§ What you will do
[A] In the slag equilibrium text, copy the stretch from "As mentioned in" through "potentials and temperature.", switching "crucible" to "container".
[B] According to the slag equilibrium text, what was the average relative weight loss of all samples?
[C] Finish out the next part of the slag equilibrium text, picking up right after its last sentence.
# START OF Document segment
As mentioned earlier, sample 23 and 24 were prepared with the same weighed-in composition in order to examine the reliability of the present technique. Both samples were found to be in the 3-phase equilibrium region. The good agreement between the samples indicates the reproducibility of the experimental technique. Some minor content of Al2O3 was found in the matrix and the spinel phase in sample 23 and 24, despite a weighed-in composition of 0 mass% Al2O3. Some Al2O3 could originate as a trace element in the used chemicals. However, it should be pointed out that this concentration range (<0.4 mass%) is below the limit of the measurement technique. The average relative weight loss of all samples (including the whole crucible) was 0.38 %. This indicates that the impact from the surroundings was limited. V has been reported to concentrate in the spinel phase; Ca to some extent distributed to the spinel phase, the Si to concentrate in the silicate phases while Fe, Mn and Al coexist in the spinel phase and the silicate phases [7]. While the present results are mostly in line with these findings, no Ca is detected in the spinel phase.

Discussion

The Closed System

As mentioned in the experiment part, a closed system is used for each sample in the experiment. It implies that the chemical potentials in the closed crucible are determined by the sample compositions. This arrangement is necessary, since the slag in the reactor is exposed to different oxygen partial pressures through the thickness of the slag phase. The closed system would ensure that the sample having different compositions being studied under well-defined equilibrium conditions, with respect to the chemical potentials and temperature.
# END OF Document segment
# START OF Entries supplied
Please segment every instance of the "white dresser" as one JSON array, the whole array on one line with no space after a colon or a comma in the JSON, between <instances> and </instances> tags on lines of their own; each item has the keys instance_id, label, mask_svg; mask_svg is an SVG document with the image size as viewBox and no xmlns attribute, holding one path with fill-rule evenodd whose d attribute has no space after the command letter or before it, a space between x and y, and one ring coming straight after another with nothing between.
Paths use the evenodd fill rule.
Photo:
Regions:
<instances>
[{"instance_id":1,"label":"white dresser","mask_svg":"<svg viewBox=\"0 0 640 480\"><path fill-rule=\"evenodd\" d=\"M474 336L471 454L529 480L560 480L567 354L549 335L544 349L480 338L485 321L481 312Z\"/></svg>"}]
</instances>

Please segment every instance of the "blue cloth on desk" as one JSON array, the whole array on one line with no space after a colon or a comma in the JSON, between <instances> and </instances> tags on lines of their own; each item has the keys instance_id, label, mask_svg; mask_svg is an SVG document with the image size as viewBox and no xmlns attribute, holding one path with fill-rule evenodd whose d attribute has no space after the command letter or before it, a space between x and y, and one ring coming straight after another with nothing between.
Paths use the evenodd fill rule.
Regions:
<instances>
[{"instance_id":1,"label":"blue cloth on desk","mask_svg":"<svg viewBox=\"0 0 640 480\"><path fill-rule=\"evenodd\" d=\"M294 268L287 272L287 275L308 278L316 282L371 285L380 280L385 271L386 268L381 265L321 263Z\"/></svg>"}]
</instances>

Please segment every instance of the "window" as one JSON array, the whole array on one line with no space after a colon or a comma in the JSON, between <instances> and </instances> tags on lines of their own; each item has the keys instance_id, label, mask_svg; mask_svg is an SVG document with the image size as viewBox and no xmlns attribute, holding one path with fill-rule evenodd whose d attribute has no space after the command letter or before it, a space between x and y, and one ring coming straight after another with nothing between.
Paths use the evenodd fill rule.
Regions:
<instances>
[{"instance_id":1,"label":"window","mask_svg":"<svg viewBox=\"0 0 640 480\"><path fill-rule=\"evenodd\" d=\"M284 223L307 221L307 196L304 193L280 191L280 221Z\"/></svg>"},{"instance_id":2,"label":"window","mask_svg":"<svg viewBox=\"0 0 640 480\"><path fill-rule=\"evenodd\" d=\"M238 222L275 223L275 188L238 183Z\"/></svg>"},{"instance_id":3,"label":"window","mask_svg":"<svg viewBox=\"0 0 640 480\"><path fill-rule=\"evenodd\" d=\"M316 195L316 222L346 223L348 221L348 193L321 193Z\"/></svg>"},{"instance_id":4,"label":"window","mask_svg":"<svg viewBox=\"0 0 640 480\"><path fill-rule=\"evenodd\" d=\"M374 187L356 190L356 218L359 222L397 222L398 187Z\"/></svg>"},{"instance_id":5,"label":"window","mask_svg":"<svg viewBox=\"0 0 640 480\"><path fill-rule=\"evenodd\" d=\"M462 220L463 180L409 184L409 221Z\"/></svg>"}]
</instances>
# END OF Entries supplied
§ Responses per task
[A]
As mentioned in the experiment part, a closed system is used for each sample in the experiment. It implies that the chemical potentials in the closed container are determined by the sample compositions. This arrangement is necessary, since the slag in the reactor is exposed to different oxygen partial pressures through the thickness of the slag phase. The closed system would ensure that the sample having different compositions being studied under well-defined equilibrium conditions, with respect to the chemical potentials and temperature.

[B] 0.38 %

[C]
Precipitation of the Silicate Phases During Cooling

While the matrix was found to consist of mainly five metal oxides, e.g. Al, Ca, Fe, Mn and Si oxide, the two major components in the matrix are FeO x and SiO2. There is no phase diagram available for this complex system. Therefore, the three ternary systems, Al2O3–FeO n –SiO2, CaO–FeO n –SiO2 and FeO n –MnO x –SiO2 are selected in order to estimate the liquidus temperature of the matrix [26]. Normalization is carried out by excluding all other components than FeO n , SiO2 and the third component. The concentrations of the three components are normalized in proportion to their original fractions with their sum being 100 mass%. The normalized compositions of the matrix phase in the quenched samples are marked in the ternary systems in Fig. 5a–c.

Fig. 5
figure 5

The normalized matrix compositions for the quenched samples marked in the ternary systems. a Al2O3–FeO n –SiO2 [26], b CaO–FeO n –SiO2 [26] and c FeO n –MnO x –SiO2 [26]

According to these ternary systems, it is very likely that the matrix phase is liquid at 1673 K. It is commonly known that a mixing of three liquids would not increase the liquidus temperature. It is also indicated that the liquidus temperature decreases with increasing Al2O3 and CaO content in the investigated concentration range. The dendritic structure of the matrix suggests that the two silicate phases have precipitated during cooling, due to insufficient quenching. This dendritic structure would further support the argument that the matrix is originally liquid at the experimental temperature. Samples 17–22 were slow-cooled. The compositional range of the silicate phases in samples 17–22 is presented in Table 5. The molar ratio of Fe to Si is about 2 in the light grey matrix phase shown in Fig. 4 (sample no. 21). Therefore, this phase could be referred to as olivine (Fe2SiO4) [7, 14]. The molar ratio of Ca to (Mn + Fe) and Ca to (Si + Al) is about 1 and 2, respectively in the dark grey matrix phase shown in Fig. 4 (sample no. 21). Hence, this phase is very likely the augite phase. (Ca(Fe, Mn)(Si, Al)2O6) [7, 14]. Note that the melting temperatures of both olivine and augite are lower than the experimental temperature; the presence of the two phases again strengthens the conclusion that the matrix is liquid at the experimental temperature.

Table 5 Composition range of the silicate phases in the slow-cooled samples (no. 17–22)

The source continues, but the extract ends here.